## Prompt
Can you copy the entries below word for word, starting at the line that contains "In the photo above, where can the woman's hand" and ending with the last line of the entries, with both ends included?

## Start Provided information

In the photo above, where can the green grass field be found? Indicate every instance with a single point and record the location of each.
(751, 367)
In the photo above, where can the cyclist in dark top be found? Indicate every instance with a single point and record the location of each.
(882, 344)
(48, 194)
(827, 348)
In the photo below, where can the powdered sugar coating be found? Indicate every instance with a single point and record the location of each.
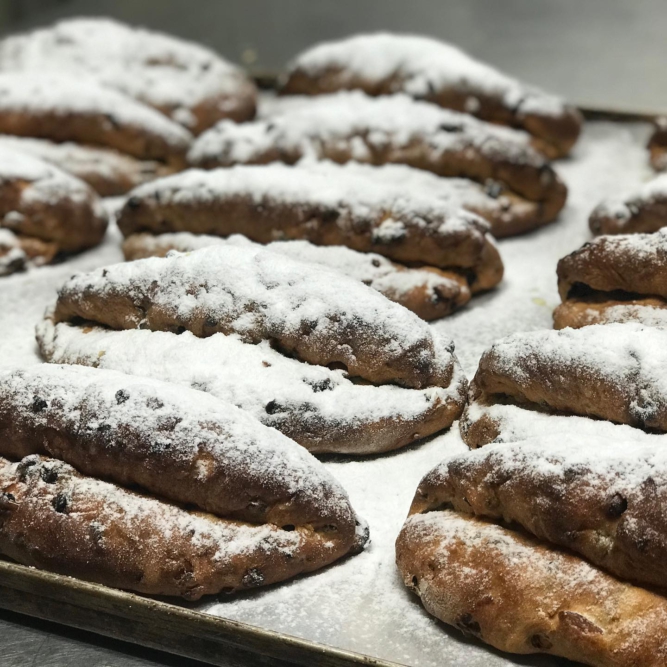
(82, 160)
(421, 65)
(451, 192)
(346, 117)
(63, 94)
(184, 427)
(642, 247)
(378, 616)
(370, 268)
(613, 460)
(331, 186)
(516, 423)
(263, 295)
(48, 184)
(218, 539)
(158, 69)
(615, 352)
(626, 204)
(251, 377)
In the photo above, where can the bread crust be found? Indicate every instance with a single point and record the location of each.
(640, 212)
(191, 84)
(553, 133)
(49, 211)
(457, 145)
(577, 313)
(173, 442)
(657, 145)
(53, 518)
(560, 372)
(636, 264)
(39, 106)
(429, 292)
(522, 596)
(253, 293)
(450, 239)
(614, 279)
(603, 505)
(318, 408)
(107, 171)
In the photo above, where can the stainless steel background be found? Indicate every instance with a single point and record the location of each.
(604, 53)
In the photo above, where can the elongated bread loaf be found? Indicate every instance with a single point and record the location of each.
(614, 371)
(520, 595)
(277, 202)
(62, 107)
(396, 129)
(318, 407)
(53, 518)
(597, 496)
(107, 171)
(47, 210)
(497, 419)
(438, 72)
(314, 313)
(186, 81)
(175, 442)
(429, 292)
(642, 210)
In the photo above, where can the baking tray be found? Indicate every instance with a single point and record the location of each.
(356, 612)
(158, 624)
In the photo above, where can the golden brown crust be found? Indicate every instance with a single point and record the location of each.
(635, 264)
(605, 507)
(254, 293)
(569, 371)
(466, 247)
(68, 223)
(601, 309)
(53, 518)
(140, 433)
(553, 135)
(432, 293)
(522, 596)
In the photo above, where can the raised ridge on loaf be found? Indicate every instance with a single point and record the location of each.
(52, 517)
(172, 441)
(317, 407)
(615, 371)
(107, 171)
(55, 106)
(352, 126)
(429, 292)
(188, 82)
(643, 209)
(522, 596)
(48, 210)
(267, 203)
(428, 69)
(614, 279)
(598, 497)
(312, 312)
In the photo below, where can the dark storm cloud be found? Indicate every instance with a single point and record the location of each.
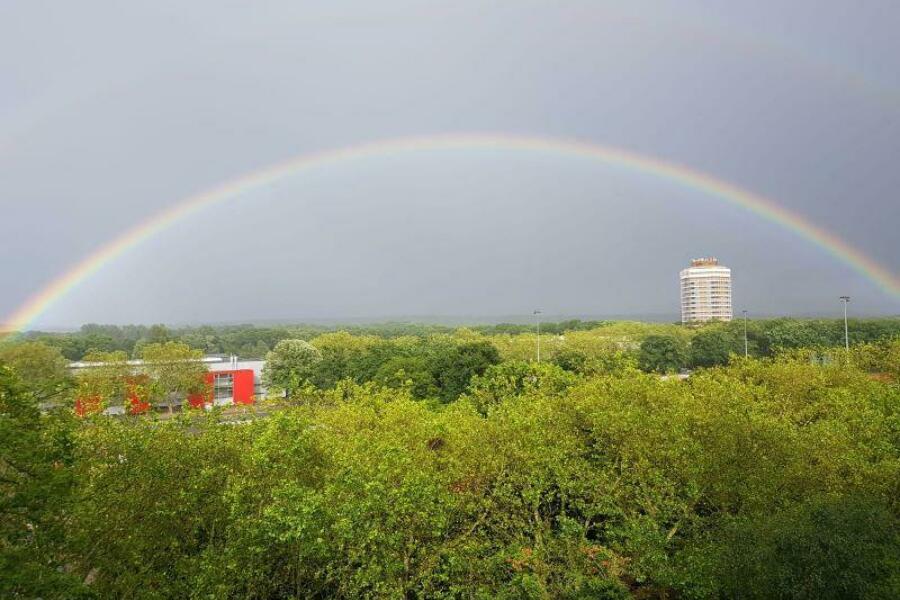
(112, 112)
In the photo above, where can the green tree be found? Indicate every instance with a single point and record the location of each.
(35, 486)
(662, 354)
(455, 369)
(509, 380)
(40, 367)
(409, 371)
(174, 371)
(712, 347)
(290, 366)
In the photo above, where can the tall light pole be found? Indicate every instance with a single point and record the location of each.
(846, 300)
(746, 347)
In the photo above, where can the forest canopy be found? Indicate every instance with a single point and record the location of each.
(453, 464)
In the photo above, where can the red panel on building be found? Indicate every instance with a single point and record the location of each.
(242, 385)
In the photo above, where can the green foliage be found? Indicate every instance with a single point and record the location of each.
(172, 369)
(712, 347)
(663, 354)
(35, 483)
(577, 478)
(456, 368)
(512, 379)
(39, 366)
(291, 366)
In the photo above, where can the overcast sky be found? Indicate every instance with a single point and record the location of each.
(113, 111)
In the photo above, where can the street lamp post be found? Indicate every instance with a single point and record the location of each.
(846, 300)
(746, 346)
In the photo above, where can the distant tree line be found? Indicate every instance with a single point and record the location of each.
(457, 466)
(766, 336)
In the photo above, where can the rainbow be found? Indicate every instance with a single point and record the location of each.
(24, 316)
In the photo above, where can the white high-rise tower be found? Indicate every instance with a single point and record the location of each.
(705, 292)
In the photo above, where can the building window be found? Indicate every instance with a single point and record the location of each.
(223, 387)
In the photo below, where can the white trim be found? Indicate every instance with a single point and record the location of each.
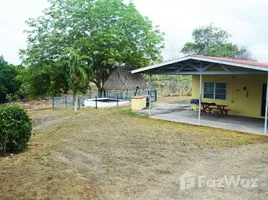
(200, 59)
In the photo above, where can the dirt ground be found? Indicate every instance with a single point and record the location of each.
(113, 154)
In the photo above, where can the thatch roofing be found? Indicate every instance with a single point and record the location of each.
(122, 79)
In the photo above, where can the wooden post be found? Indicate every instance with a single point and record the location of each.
(53, 103)
(150, 97)
(65, 102)
(200, 99)
(96, 100)
(266, 108)
(78, 102)
(117, 99)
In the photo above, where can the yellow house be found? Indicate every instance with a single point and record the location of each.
(243, 94)
(237, 84)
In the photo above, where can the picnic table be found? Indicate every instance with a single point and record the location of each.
(218, 109)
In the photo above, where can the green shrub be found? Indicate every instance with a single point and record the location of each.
(15, 128)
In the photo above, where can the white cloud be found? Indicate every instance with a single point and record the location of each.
(245, 19)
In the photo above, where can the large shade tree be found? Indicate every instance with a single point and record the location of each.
(104, 34)
(213, 41)
(9, 84)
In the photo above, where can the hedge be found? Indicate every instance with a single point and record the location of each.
(15, 128)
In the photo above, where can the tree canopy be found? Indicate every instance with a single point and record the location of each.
(9, 84)
(213, 41)
(104, 34)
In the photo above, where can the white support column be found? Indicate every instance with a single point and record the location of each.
(200, 99)
(150, 96)
(266, 108)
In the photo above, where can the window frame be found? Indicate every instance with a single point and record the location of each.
(214, 90)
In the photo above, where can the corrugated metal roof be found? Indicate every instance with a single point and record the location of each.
(246, 62)
(217, 60)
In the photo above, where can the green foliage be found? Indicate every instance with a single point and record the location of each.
(129, 113)
(15, 128)
(103, 34)
(9, 84)
(213, 41)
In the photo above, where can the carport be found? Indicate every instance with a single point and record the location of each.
(203, 66)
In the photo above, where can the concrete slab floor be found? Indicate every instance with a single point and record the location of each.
(179, 112)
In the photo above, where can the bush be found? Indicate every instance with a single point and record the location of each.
(15, 128)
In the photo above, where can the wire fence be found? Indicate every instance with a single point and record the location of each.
(64, 102)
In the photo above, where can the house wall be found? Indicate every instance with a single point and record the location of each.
(236, 97)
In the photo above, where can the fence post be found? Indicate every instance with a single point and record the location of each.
(65, 102)
(78, 102)
(117, 99)
(53, 103)
(96, 100)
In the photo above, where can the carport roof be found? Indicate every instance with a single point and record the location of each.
(196, 64)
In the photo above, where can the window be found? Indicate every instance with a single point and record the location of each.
(215, 90)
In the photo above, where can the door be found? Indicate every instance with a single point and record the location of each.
(263, 103)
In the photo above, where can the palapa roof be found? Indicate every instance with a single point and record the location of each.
(122, 79)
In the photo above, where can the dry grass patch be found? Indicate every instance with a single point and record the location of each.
(109, 154)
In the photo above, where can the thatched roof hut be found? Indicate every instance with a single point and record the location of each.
(122, 79)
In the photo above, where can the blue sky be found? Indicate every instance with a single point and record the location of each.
(246, 20)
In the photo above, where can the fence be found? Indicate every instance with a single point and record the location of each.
(65, 102)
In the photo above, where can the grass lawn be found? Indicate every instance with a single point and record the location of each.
(114, 154)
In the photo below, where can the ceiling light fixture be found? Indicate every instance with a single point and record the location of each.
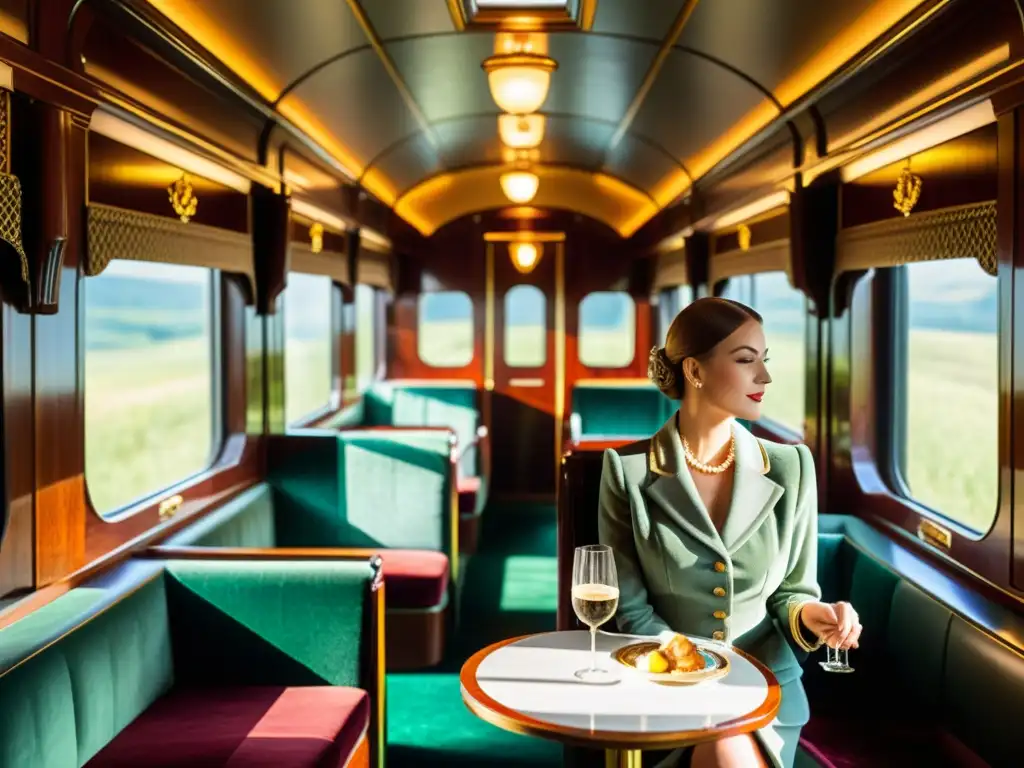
(519, 73)
(524, 256)
(521, 131)
(519, 186)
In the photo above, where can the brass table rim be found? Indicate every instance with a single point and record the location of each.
(492, 711)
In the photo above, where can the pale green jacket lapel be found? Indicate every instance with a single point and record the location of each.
(754, 494)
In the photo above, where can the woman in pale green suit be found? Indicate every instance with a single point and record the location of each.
(715, 531)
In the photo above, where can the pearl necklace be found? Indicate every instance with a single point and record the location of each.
(711, 469)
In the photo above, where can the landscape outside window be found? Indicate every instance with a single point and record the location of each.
(150, 379)
(308, 345)
(951, 387)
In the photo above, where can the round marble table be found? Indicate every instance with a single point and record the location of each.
(526, 685)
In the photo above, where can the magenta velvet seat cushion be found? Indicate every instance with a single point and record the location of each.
(838, 741)
(245, 726)
(414, 579)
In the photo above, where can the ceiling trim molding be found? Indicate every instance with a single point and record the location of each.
(315, 69)
(392, 70)
(646, 140)
(734, 70)
(668, 42)
(446, 197)
(502, 167)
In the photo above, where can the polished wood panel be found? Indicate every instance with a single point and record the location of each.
(768, 229)
(127, 66)
(122, 176)
(955, 173)
(1009, 222)
(522, 401)
(60, 505)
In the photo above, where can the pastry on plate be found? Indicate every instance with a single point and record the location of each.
(676, 654)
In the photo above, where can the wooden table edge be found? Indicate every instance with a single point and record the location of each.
(492, 711)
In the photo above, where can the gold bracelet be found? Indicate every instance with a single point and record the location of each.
(796, 607)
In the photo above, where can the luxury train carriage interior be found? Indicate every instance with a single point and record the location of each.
(318, 317)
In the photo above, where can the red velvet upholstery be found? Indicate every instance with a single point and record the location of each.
(246, 726)
(468, 487)
(414, 579)
(839, 741)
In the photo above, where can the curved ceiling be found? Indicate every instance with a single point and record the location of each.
(443, 198)
(646, 100)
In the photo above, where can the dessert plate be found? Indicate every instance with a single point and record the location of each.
(716, 665)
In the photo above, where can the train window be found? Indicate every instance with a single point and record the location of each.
(444, 334)
(525, 327)
(607, 330)
(151, 379)
(783, 309)
(308, 345)
(366, 336)
(949, 386)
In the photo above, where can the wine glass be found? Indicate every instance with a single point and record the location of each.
(595, 597)
(836, 659)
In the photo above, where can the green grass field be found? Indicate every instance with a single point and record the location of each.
(150, 410)
(952, 412)
(307, 377)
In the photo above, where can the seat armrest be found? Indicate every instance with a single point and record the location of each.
(576, 428)
(479, 439)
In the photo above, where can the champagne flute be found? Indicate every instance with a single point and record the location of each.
(836, 659)
(595, 598)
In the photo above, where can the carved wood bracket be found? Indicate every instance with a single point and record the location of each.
(10, 219)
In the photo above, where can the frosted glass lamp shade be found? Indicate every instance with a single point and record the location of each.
(521, 131)
(524, 256)
(519, 186)
(519, 82)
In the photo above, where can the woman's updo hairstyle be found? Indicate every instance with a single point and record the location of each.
(700, 327)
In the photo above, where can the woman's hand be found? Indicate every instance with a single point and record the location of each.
(837, 625)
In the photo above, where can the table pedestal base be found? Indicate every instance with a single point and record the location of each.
(623, 758)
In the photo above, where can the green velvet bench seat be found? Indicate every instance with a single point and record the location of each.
(452, 404)
(189, 663)
(355, 493)
(605, 411)
(602, 410)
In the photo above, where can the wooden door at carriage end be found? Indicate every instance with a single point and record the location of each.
(525, 361)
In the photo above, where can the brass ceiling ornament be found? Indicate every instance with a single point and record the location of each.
(743, 236)
(183, 198)
(907, 190)
(316, 237)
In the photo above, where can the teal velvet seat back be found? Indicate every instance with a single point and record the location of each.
(75, 673)
(631, 412)
(621, 412)
(388, 404)
(247, 520)
(60, 707)
(363, 488)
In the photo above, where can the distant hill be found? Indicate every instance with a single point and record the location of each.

## End Provided information

## Answer in full
In the photo above, where can the woman's hand be found? Indicate every instance with a single point and record the location of each.
(837, 625)
In the photo above, where can the table pedestal base be found? Indicate every instance with a single point and record the location of each.
(623, 758)
In the photo above, where can the green velvet bench seat be found? Indicate every instance with a single point and record the location of each.
(452, 404)
(189, 663)
(355, 493)
(605, 411)
(602, 410)
In the photo above, where can the wooden door at carriage end be found? Indicate every instance with a single point and record the location of each.
(525, 361)
In the photo above, where can the brass ceiling ornament be found? Indicate every instance with a single point and record the location of each.
(743, 236)
(183, 198)
(907, 190)
(316, 237)
In the photo above, where can the teal velvet seat back be found? Indicate every instance with a single point and record the location of each.
(75, 673)
(631, 412)
(621, 412)
(388, 404)
(247, 520)
(60, 707)
(363, 488)
In the photo above, where can the distant hill be found? Indicate every instance with a single point and record the location of each.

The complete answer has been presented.